Digital Audio Multi track Recording Software Question

    
Digital Audio Multi track Recording Software Question    18:58 on Thursday, August 30, 2007          

Account Closed
(394 points)
Posted by Account Closed

Since there does not seem to be a good forum for this on 8notes, nothing very MIDI or computer based I will pose the question in this forum since multi track recording is central to composition since it involves the combination of many parts onto individual tracks to compose a song.

One of the problems I have run across over and over again in digital audio multitrack recording software is the ability to do very many tracks before and mix and keep them separate and record them all at the same time. Invariably 2 stereo tracks seems to be the realistic limit (meaning 4 tracks actually, 2 tracks would be stereo). Then the software wants to "bounce" these tracks together to get another track. Eventually even with digital bouncing, there are sound quality issues in the recording. This is really a problem because you cannot remix the individual tracks later to do a final mix down.
########
• _Task statement_
In the forum post about multitrack recording software, why does the poster say bouncing tracks together is a real problem?
########
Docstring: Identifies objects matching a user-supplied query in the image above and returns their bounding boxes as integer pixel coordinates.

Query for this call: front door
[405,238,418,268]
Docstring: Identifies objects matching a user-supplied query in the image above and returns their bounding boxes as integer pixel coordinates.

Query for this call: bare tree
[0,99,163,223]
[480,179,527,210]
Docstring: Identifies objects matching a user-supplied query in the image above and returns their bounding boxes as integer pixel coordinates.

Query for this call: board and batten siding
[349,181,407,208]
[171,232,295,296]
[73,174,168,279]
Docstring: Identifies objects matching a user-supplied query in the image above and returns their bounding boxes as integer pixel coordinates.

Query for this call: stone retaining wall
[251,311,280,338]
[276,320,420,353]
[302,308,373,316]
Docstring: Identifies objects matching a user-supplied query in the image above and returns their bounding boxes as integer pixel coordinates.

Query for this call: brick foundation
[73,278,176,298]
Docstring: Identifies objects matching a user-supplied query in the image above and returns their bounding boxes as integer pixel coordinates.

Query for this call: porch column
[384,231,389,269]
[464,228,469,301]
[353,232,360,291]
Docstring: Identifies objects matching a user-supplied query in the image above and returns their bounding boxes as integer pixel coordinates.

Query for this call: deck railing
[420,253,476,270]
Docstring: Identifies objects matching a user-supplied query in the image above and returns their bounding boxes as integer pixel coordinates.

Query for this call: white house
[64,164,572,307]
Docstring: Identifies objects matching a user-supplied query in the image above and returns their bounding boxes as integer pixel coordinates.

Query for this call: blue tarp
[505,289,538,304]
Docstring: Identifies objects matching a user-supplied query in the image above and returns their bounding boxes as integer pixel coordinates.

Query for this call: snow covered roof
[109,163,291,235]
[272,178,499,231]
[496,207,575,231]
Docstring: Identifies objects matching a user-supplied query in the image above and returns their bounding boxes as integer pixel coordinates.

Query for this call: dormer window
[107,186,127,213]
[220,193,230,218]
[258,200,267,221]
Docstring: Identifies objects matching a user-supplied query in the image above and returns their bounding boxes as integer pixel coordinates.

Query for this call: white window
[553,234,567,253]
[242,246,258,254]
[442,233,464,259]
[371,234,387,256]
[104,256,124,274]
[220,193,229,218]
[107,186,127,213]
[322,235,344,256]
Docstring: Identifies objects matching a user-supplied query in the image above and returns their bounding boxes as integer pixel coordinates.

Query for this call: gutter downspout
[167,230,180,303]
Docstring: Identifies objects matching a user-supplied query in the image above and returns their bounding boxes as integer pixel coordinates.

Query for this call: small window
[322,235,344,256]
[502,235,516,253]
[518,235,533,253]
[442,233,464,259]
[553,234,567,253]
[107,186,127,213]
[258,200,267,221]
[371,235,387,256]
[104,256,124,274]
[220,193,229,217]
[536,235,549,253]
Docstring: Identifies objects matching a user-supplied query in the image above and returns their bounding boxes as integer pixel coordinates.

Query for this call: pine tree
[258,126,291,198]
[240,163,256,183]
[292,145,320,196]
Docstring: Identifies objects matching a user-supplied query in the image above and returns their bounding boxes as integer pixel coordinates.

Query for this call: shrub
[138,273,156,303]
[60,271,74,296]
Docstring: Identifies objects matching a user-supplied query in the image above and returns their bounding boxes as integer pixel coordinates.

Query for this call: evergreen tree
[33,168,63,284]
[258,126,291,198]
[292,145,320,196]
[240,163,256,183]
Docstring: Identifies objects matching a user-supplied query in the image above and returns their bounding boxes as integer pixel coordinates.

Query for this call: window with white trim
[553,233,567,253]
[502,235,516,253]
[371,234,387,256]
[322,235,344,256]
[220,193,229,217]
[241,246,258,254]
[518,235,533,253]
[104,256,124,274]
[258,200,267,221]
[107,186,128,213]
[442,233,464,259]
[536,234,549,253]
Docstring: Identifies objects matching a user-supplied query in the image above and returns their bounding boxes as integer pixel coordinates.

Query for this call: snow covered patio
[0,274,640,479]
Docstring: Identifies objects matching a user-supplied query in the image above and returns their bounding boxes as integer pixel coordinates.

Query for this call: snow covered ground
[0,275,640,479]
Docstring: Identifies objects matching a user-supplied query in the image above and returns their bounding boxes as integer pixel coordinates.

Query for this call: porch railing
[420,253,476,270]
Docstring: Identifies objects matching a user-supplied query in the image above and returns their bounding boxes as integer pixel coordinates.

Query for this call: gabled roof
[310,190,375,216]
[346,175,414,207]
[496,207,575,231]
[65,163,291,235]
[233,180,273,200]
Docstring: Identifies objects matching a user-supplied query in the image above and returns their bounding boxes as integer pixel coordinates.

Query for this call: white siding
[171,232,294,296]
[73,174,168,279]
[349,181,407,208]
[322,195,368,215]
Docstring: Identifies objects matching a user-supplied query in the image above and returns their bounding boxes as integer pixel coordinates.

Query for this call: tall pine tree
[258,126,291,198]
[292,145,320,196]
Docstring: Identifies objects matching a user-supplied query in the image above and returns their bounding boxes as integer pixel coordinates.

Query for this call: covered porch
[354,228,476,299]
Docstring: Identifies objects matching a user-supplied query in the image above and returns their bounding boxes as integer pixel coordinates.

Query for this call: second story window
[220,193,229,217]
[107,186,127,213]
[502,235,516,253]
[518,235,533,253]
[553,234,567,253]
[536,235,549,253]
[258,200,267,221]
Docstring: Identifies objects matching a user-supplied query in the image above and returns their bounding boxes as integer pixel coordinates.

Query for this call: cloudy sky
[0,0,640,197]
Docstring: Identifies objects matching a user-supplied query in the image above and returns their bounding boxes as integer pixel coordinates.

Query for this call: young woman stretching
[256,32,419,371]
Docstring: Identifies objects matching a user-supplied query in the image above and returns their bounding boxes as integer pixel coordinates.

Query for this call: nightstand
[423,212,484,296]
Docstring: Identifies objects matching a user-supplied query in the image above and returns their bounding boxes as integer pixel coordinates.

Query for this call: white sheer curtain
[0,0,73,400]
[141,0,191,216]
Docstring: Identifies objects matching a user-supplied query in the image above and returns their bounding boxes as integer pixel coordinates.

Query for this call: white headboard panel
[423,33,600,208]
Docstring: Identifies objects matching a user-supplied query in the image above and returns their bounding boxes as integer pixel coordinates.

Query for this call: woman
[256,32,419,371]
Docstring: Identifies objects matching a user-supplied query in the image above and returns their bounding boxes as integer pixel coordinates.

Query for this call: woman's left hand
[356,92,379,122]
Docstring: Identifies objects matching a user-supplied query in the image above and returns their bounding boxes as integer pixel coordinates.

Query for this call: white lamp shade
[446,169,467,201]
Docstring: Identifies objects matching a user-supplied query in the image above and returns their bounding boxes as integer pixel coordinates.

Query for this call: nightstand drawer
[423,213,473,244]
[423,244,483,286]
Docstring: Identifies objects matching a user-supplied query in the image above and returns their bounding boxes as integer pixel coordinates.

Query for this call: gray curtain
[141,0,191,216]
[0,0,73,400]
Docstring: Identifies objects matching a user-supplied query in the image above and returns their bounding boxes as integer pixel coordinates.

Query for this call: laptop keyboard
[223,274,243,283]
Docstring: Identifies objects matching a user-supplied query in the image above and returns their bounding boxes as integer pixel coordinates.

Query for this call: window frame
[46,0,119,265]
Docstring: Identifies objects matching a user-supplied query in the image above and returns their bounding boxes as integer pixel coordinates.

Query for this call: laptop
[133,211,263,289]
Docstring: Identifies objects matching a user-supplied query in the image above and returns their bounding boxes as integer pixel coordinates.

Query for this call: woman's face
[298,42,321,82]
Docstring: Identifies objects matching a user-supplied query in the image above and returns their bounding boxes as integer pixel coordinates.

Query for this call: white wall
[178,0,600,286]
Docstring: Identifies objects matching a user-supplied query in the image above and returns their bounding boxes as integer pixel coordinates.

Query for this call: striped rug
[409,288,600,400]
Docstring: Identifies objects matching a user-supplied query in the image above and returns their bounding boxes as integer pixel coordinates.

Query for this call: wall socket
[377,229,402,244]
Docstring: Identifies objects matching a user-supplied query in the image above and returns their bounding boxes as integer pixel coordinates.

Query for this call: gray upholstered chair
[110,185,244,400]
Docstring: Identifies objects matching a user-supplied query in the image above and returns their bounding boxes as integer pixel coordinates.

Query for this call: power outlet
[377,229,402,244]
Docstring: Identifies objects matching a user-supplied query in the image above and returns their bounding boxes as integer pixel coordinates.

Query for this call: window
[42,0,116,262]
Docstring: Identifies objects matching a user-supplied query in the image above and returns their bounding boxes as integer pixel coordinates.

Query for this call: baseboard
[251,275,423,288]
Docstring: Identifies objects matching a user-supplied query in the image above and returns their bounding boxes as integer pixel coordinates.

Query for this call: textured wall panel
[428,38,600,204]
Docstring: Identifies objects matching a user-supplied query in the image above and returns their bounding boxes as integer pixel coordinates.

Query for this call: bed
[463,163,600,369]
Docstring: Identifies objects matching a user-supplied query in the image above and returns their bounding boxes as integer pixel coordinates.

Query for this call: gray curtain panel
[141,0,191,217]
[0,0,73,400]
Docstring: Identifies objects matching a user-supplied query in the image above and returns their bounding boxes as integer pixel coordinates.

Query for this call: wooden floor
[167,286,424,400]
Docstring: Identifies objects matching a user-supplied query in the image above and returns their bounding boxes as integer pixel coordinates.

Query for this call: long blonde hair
########
• _Task result_
Because the individual tracks cannot be remixed later to do a final mix down.